> [PROVIDED TEXT]:
========
Wednesday, May 4, 2016

Christian teachers deserve our prayers for their work in a ripe mission field

 When I carried a note pad into the Anderson County High School gym for that first basketball game I covered as a member of the media, I thought I would be writing about sports and talking with sports figures.

What I quickly found out and am reminded of nearly every day is the fact that my writing is usually about people. There have been good people, shady people and people who would fall somewhere in between on the character scale.

And most of those people are teachers. 

My job is with a small-town weekly newspaper. That means I spend a lot of time around high school sports. 

Make that A LOT of time spent with teachers. They might be coaches to most people, but usually, they are people who have what amounts to a second job at the field. During the day, most are teaching history or science or math.

And I see the good ones in action doing what they do best, which is impacting the lives of young people. That's real coaching. It's real teaching.

I see it first hand almost every day. 

My wife, Stephanie, is an elementary school teacher. Just like those good coaches I had watched for years before I met her, I found that her greatest desire is to positively impact young people during the time they are with her.
========
> [DATA FOR REVIEW]:
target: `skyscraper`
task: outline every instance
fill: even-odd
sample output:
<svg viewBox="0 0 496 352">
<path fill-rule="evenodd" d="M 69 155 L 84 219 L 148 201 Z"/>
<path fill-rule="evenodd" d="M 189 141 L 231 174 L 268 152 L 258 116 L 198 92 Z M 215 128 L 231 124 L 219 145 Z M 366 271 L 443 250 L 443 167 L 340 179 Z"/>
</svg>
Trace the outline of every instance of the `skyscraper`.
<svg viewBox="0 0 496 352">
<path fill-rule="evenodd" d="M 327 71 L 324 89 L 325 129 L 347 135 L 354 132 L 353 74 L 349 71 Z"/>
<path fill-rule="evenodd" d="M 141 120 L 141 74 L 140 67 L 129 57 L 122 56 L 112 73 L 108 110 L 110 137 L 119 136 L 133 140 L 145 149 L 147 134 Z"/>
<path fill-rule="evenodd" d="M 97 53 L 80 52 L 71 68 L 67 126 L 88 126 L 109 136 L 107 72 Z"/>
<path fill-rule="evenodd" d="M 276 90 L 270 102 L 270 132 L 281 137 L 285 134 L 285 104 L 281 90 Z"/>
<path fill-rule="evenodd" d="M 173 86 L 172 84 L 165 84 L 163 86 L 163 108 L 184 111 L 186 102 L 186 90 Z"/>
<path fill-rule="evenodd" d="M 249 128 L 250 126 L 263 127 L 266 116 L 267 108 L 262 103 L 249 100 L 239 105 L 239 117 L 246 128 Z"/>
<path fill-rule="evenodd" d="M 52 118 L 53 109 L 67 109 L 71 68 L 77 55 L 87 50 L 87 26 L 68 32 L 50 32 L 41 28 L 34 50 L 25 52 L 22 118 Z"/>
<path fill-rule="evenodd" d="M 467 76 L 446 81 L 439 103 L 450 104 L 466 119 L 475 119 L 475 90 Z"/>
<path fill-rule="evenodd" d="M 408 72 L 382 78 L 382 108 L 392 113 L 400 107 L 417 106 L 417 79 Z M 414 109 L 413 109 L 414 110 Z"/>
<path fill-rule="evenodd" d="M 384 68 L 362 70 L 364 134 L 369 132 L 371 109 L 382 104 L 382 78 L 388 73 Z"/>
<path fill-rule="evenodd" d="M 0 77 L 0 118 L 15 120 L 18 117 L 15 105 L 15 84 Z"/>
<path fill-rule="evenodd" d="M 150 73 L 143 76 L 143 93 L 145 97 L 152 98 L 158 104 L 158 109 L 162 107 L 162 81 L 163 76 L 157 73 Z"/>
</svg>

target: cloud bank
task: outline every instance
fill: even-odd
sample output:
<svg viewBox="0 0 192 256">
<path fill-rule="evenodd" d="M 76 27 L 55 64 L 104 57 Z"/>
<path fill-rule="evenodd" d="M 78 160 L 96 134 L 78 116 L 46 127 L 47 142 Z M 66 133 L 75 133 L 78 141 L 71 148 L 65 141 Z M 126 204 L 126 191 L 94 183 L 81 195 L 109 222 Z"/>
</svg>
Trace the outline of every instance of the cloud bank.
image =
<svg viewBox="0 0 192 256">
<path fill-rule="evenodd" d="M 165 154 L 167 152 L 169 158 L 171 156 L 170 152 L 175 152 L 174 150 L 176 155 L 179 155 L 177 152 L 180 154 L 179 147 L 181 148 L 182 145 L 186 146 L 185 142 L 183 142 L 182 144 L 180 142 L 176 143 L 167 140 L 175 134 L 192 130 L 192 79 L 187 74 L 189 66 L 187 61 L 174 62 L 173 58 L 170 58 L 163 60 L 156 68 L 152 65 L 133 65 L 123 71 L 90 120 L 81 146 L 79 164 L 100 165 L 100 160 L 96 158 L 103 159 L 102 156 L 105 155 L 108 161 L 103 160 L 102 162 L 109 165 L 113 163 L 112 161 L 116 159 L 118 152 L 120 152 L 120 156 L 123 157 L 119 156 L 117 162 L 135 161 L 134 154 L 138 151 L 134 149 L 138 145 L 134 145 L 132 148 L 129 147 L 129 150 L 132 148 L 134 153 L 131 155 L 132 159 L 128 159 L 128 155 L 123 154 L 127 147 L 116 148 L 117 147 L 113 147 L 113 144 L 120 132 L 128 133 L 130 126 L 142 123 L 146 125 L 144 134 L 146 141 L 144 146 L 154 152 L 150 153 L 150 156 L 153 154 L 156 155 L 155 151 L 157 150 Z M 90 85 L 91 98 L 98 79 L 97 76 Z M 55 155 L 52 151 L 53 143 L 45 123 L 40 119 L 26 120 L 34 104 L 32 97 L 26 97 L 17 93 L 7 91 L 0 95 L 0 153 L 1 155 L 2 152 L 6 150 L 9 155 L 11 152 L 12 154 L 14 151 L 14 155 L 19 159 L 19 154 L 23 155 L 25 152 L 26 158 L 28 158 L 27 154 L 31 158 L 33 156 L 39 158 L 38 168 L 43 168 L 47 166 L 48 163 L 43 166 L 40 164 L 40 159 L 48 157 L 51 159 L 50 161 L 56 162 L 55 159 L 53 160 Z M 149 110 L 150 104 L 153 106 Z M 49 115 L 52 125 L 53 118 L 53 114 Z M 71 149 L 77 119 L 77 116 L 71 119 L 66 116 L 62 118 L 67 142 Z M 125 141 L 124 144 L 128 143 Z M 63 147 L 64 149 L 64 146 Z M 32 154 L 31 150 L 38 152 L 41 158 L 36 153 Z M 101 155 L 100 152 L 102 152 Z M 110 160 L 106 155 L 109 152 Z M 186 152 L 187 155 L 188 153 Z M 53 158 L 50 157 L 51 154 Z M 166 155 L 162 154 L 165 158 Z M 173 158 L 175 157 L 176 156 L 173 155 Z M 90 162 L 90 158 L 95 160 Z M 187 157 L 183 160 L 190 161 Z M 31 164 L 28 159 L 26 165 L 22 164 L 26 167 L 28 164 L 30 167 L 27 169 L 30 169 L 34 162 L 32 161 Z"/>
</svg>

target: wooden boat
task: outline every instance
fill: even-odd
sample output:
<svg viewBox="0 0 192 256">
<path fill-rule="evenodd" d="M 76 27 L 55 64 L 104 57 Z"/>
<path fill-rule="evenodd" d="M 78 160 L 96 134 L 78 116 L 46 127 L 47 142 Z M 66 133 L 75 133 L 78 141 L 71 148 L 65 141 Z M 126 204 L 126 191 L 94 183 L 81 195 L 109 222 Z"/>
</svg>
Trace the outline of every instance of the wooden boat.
========
> [EXERCISE AIM]:
Copy out the blog post above about praying for Christian teachers, word for word and in full.

> [RESPONSE TO THE EXERCISE]:
Wednesday, May 4, 2016

Christian teachers deserve our prayers for their work in a ripe mission field

 When I carried a note pad into the Anderson County High School gym for that first basketball game I covered as a member of the media, I thought I would be writing about sports and talking with sports figures.

What I quickly found out and am reminded of nearly every day is the fact that my writing is usually about people. There have been good people, shady people and people who would fall somewhere in between on the character scale.

And most of those people are teachers. 

My job is with a small-town weekly newspaper. That means I spend a lot of time around high school sports. 

Make that A LOT of time spent with teachers. They might be coaches to most people, but usually, they are people who have what amounts to a second job at the field. During the day, most are teaching history or science or math.

And I see the good ones in action doing what they do best, which is impacting the lives of young people. That's real coaching. It's real teaching.

I see it first hand almost every day. 

My wife, Stephanie, is an elementary school teacher. Just like those good coaches I had watched for years before I met her, I found that her greatest desire is to positively impact young people during the time they are with her.